Given information start

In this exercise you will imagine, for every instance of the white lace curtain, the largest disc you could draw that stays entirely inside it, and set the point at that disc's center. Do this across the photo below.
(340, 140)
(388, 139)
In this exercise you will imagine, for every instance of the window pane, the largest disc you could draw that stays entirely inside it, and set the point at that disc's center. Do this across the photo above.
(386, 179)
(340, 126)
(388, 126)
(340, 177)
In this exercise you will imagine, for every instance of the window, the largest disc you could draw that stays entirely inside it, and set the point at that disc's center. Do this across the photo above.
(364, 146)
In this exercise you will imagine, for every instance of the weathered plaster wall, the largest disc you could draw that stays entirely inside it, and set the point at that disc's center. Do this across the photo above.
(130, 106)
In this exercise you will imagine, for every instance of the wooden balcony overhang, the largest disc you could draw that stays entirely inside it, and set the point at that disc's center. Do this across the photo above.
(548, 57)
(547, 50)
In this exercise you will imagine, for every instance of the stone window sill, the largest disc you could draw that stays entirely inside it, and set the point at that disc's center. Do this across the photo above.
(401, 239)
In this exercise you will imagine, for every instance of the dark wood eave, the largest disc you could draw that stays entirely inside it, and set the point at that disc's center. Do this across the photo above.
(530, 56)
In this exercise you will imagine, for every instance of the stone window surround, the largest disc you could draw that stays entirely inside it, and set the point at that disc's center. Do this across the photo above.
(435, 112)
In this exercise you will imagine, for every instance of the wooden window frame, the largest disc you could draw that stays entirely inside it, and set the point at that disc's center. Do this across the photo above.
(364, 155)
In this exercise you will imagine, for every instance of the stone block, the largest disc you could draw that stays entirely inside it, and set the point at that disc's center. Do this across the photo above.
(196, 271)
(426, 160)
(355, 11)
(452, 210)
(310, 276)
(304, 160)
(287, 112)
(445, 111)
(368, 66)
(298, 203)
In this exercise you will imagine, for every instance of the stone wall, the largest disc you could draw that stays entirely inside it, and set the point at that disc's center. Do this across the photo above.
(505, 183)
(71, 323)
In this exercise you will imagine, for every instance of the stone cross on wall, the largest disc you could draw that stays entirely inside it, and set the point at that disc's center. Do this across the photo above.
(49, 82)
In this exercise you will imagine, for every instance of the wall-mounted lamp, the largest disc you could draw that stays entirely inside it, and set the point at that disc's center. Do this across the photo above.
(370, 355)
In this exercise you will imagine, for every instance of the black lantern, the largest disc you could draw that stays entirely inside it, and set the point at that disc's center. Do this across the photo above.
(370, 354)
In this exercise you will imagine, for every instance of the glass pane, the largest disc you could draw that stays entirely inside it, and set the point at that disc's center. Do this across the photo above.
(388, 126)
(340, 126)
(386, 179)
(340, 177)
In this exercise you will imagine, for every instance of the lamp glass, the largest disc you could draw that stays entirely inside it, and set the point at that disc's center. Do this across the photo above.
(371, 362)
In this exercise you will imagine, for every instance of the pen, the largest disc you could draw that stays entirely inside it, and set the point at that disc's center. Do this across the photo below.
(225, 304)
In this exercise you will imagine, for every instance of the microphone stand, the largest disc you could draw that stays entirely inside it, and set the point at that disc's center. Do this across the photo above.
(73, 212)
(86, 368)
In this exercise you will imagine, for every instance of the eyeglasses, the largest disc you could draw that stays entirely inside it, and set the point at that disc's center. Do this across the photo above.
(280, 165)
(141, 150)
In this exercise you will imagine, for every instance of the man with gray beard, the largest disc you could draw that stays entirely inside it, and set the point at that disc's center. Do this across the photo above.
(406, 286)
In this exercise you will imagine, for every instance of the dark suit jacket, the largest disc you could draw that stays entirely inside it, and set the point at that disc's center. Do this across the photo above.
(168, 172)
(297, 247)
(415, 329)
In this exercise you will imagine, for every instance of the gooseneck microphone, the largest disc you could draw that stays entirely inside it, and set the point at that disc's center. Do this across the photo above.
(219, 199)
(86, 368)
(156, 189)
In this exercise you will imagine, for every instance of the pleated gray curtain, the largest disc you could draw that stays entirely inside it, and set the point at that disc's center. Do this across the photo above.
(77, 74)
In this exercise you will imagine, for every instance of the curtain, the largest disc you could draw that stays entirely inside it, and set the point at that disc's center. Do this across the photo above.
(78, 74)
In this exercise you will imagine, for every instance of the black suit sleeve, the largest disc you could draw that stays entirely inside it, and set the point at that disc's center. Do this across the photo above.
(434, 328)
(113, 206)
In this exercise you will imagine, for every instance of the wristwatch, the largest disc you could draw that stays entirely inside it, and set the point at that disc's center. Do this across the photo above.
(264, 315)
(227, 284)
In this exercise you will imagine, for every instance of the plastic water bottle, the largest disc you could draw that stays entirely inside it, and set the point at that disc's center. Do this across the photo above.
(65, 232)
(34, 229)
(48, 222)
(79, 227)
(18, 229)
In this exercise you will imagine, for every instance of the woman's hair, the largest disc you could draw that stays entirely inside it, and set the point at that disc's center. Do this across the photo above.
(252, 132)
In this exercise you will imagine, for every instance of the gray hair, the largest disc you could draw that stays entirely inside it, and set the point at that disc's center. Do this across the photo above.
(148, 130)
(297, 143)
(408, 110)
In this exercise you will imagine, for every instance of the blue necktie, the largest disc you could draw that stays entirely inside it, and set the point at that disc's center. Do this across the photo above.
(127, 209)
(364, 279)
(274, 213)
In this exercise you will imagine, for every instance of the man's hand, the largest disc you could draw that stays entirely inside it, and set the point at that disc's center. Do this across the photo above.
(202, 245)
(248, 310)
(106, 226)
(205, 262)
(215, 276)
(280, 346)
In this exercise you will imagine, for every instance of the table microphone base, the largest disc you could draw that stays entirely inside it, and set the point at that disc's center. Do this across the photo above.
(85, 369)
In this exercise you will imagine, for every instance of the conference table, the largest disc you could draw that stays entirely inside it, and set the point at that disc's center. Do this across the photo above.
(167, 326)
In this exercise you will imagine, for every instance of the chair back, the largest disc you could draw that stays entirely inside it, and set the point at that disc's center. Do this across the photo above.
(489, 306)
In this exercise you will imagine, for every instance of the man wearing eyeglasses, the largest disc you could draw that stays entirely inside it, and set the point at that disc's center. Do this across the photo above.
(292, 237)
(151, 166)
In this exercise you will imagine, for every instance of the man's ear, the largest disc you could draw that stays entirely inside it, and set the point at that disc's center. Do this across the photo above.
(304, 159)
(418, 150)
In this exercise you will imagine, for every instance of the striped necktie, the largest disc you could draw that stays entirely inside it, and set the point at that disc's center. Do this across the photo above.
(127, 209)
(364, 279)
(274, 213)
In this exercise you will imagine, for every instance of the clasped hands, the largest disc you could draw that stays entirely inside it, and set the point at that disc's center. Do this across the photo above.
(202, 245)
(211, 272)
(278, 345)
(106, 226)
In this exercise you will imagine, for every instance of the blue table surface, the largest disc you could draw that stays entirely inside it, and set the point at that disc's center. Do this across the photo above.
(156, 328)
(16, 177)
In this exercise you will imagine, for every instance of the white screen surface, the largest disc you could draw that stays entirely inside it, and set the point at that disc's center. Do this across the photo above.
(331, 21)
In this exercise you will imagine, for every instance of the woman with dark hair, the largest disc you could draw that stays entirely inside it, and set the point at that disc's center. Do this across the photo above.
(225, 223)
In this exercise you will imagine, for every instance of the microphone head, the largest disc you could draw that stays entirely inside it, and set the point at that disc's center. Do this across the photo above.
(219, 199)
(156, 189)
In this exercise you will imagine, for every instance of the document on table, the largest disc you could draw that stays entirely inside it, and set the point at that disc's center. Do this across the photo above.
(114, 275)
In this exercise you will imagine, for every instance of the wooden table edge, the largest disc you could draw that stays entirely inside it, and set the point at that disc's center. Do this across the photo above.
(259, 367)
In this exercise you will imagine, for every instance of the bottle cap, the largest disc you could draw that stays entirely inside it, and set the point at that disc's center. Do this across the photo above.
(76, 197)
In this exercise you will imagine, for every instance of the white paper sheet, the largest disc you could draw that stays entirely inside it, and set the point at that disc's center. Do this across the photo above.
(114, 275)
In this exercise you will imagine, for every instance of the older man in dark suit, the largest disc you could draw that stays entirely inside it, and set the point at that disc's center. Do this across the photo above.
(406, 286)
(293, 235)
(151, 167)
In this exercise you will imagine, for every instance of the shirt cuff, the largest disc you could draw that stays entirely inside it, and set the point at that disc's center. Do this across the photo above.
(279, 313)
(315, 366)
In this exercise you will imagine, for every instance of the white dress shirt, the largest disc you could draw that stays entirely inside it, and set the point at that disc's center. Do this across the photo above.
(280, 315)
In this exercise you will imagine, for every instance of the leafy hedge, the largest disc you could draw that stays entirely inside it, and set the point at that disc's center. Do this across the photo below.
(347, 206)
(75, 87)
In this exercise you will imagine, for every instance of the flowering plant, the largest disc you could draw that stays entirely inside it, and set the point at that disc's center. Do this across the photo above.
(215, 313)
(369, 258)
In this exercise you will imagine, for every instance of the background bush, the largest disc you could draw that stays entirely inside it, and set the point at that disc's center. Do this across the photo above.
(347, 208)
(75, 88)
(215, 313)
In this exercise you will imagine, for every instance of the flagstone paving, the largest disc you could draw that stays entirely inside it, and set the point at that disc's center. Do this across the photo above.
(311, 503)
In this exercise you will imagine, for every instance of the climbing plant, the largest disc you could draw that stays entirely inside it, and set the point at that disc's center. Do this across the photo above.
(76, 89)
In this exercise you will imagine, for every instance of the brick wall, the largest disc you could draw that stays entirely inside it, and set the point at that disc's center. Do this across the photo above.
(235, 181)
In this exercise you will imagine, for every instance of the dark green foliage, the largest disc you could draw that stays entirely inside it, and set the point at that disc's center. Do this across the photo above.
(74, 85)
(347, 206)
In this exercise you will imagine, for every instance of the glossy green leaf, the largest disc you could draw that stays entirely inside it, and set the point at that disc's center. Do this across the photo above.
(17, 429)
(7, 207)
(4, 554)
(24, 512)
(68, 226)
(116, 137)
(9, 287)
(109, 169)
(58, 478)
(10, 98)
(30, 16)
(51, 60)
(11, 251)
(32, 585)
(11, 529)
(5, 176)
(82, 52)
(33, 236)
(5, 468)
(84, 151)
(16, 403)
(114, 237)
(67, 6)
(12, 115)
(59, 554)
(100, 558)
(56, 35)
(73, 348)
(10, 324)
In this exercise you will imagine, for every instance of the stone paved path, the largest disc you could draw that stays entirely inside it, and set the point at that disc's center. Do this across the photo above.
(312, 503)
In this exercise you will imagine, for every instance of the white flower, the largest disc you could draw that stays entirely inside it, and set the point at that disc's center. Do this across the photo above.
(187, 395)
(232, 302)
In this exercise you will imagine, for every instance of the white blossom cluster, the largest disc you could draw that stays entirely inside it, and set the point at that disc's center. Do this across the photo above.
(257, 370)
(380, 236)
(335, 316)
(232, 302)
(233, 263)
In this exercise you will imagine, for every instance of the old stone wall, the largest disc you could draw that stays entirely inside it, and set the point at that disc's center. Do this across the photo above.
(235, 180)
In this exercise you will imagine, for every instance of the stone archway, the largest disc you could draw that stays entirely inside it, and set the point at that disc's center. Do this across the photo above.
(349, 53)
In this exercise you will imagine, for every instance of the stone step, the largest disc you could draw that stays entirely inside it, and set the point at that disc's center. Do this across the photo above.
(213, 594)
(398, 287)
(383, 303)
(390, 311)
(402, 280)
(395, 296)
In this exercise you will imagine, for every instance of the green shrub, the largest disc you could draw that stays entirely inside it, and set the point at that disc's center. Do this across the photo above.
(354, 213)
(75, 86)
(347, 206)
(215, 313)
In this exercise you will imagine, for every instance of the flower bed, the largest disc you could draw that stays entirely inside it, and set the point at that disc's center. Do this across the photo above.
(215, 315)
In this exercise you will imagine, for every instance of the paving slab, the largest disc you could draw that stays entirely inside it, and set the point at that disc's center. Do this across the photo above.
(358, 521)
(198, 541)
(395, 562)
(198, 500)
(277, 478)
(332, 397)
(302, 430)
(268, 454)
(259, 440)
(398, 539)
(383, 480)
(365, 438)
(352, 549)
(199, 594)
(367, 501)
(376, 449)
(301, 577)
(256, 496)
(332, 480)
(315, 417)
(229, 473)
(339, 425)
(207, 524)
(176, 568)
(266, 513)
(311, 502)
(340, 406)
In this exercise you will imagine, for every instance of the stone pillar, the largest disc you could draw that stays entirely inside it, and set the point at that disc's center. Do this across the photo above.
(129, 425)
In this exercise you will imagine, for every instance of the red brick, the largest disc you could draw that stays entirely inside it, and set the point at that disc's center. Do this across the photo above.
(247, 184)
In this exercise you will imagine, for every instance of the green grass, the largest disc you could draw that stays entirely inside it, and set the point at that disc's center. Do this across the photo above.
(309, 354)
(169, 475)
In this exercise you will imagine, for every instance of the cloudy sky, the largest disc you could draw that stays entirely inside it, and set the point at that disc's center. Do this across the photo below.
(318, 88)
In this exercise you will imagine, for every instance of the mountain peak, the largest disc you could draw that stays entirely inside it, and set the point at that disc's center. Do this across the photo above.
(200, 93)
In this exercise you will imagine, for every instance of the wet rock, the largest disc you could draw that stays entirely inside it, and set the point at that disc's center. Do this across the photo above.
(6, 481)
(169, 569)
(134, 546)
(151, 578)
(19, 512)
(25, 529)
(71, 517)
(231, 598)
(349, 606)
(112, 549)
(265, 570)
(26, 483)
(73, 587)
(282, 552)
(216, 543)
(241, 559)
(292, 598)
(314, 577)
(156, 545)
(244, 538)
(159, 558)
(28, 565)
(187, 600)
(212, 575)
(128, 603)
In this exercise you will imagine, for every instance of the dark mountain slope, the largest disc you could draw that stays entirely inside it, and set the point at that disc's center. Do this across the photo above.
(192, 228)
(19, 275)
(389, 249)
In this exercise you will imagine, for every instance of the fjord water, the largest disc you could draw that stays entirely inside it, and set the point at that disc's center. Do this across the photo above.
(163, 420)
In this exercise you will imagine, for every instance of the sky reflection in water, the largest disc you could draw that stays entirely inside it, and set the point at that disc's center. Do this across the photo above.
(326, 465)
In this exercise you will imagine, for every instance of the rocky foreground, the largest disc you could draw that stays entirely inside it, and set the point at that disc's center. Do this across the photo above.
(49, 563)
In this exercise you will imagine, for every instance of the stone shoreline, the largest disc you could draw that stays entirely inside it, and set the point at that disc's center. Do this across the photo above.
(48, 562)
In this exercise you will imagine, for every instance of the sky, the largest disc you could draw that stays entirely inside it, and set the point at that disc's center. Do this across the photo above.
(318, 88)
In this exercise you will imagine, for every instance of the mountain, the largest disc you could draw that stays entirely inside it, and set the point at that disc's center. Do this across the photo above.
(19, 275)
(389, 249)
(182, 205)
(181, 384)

Given information end

Stated problem: Each line from the one with "wet rock, the" through the last line of the records must be written out word for word. Include nothing else.

The result:
In this exercise you will imagine, for every instance of the wet rock, the largest disc you could draw that stays entirely inside it, and set the point at that disc's center. Do this across the photo above.
(6, 481)
(169, 569)
(134, 546)
(151, 578)
(19, 512)
(25, 529)
(71, 517)
(231, 598)
(349, 606)
(112, 549)
(265, 570)
(26, 483)
(73, 587)
(282, 552)
(216, 543)
(241, 559)
(292, 598)
(314, 577)
(156, 545)
(244, 538)
(159, 558)
(28, 565)
(187, 600)
(212, 575)
(128, 603)
In this exercise you will imagine, for every instance of the dark mountain slope, the largest disc you could draw that stays entirely inside it, and set the point at that disc's center. Do this across the photo above.
(192, 228)
(19, 275)
(389, 249)
In this exercise you will imagine, for every instance of the fjord water, the largest disc you could draw that stays entirely inside it, and set the point at that disc's center. Do this across the photo above.
(163, 420)
In this exercise you will imagine, for every instance of the sky reflection in water, the largest disc you could draw that stays entirely inside it, and set the point at that disc's center. Do this across the photo above.
(326, 465)
In this exercise you will imagine, for every instance of the rocky foreground, the largest disc you could draw that stays entirely inside it, and set the point at that disc's center. Do this across the photo above.
(49, 563)
In this exercise you will imagine, for every instance of the stone shoreline, the largest disc you could draw that stays entirely inside it, and set the point at that disc's center. Do this across the photo above.
(48, 562)
In this exercise you will imagine, for every instance of the sky, the largest disc you could draw that stays entirely inside it, and set the point at that disc's center. Do this across the photo above.
(318, 88)
In this exercise you will imagine, for every instance of the mountain, the largest disc you could draw that stays entirely inside it, and set the point at that disc's center. Do this across the photo above.
(19, 275)
(389, 249)
(182, 205)
(181, 384)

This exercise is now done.